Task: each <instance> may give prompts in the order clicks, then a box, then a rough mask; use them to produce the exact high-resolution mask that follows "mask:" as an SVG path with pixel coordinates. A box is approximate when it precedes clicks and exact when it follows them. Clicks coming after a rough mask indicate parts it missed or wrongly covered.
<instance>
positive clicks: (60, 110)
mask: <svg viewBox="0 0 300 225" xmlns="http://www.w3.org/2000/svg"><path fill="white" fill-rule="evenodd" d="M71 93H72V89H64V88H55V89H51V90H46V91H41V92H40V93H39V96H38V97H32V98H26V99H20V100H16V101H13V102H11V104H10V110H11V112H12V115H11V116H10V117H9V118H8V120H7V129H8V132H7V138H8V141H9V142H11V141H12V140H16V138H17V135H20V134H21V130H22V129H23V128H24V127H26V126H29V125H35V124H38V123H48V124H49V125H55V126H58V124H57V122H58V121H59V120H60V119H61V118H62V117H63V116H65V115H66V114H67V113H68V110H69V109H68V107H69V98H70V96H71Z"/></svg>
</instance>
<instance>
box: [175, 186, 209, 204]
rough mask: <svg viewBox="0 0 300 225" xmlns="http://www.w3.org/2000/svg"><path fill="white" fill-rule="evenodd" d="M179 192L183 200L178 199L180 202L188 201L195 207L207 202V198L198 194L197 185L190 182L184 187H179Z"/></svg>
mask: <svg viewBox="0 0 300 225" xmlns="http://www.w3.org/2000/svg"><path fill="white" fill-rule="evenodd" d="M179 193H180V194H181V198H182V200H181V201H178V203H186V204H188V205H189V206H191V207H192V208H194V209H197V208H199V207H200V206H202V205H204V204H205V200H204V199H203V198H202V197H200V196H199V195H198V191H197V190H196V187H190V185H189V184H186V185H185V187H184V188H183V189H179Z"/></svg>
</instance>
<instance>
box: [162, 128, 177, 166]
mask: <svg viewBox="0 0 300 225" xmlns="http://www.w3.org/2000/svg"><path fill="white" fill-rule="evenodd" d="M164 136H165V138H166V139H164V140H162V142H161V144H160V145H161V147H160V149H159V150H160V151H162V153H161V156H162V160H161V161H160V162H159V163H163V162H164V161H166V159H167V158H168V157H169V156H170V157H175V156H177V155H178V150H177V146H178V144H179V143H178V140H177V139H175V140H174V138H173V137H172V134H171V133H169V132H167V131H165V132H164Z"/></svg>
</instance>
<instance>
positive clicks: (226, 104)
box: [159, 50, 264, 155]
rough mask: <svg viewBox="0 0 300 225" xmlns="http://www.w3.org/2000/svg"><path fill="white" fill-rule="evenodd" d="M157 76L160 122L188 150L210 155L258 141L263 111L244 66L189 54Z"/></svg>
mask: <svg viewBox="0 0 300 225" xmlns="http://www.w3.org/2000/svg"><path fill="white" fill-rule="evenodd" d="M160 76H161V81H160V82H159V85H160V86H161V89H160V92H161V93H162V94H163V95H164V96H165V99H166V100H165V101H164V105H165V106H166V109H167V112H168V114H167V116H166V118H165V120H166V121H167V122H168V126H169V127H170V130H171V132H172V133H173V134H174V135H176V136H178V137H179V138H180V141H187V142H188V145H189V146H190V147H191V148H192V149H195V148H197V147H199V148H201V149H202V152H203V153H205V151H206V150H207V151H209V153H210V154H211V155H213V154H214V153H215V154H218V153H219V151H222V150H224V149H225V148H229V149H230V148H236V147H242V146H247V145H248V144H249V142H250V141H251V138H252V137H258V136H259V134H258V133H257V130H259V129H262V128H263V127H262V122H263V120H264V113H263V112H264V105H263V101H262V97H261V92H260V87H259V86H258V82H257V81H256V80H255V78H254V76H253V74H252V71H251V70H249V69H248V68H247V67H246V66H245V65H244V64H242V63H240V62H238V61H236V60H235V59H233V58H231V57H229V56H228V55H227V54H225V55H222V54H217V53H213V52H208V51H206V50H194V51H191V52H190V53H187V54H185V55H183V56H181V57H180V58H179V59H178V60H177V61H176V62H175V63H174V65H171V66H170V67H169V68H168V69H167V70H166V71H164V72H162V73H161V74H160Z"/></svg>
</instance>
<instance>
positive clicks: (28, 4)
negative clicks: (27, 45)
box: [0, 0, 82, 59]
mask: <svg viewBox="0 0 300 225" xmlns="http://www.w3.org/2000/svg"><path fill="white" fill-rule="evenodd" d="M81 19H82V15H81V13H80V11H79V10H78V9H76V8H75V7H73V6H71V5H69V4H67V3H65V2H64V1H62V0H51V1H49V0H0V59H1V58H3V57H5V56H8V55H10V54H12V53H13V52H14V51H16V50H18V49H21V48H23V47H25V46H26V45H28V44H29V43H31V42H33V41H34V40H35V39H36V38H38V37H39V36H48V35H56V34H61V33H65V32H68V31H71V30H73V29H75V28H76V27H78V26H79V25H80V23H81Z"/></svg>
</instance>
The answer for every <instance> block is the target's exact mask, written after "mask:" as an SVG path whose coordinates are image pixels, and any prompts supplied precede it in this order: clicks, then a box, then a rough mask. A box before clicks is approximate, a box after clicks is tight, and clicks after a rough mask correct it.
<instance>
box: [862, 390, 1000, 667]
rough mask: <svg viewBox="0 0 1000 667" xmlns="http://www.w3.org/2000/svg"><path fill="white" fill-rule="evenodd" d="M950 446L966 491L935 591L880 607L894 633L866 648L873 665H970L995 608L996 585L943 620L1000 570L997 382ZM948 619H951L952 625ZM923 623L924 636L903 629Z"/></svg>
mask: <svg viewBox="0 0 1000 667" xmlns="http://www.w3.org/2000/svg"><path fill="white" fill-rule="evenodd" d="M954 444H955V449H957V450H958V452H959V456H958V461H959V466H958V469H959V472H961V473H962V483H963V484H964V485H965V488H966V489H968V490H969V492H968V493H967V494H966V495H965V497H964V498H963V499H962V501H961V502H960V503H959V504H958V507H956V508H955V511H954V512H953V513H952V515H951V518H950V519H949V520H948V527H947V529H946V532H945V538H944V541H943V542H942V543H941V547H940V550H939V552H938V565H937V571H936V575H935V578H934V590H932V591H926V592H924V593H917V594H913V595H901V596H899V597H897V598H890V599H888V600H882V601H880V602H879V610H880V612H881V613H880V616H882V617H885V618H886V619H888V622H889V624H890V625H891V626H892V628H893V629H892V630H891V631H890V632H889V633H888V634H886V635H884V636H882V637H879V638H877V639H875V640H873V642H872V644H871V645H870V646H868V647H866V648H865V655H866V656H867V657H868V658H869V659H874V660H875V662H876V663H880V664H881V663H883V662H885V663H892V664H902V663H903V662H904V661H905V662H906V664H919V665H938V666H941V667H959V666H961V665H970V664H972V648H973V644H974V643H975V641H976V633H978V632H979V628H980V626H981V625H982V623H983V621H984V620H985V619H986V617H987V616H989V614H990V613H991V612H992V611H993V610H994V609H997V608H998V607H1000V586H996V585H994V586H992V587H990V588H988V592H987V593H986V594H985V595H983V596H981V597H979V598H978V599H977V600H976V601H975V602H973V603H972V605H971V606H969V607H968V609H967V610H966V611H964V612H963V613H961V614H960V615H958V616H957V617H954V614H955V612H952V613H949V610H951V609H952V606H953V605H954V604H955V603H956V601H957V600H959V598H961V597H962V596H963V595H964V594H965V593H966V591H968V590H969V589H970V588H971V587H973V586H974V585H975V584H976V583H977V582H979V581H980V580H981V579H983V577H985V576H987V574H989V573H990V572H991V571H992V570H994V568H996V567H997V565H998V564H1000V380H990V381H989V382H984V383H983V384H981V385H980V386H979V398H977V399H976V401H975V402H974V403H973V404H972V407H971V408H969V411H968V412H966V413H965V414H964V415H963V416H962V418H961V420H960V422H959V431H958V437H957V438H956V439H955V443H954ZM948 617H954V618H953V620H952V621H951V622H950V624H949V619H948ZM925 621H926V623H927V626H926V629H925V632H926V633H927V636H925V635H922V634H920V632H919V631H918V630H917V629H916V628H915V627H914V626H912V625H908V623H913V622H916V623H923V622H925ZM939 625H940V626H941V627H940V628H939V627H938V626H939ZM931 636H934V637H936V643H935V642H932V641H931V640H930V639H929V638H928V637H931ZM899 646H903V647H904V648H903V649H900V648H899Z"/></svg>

####

**Prompt:** The lines above that include "prompts" should each be listed.

**Result:**
Task: each <instance> may give prompts in the order clicks, then a box, then a rough mask; use them to produce the exact high-resolution mask that follows "mask:" as an SVG path with pixel coordinates. A box is approximate when it precedes clicks and exact when it follows them. Clicks coming after a rough mask indicate parts it missed or wrongly covered.
The answer for every <instance> block is the target's exact mask, written after "mask:" as an SVG path whose coordinates are image pixels, and any prompts supplied precede it in this order: clicks, then a box, then a rough mask. A box before clicks is approximate, a box after clicks is tight, and clicks after a rough mask correct it.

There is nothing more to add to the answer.